• Extracted data:

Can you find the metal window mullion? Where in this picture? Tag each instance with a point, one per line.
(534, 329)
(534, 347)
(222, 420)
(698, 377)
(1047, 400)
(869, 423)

• What to do: Your task is to output all of the data above word for word.

• Answer to this task:
Can you find the metal window mullion? Where in this picture? Tag each instance with a point, one per line.
(534, 329)
(534, 347)
(222, 420)
(698, 377)
(1047, 400)
(869, 423)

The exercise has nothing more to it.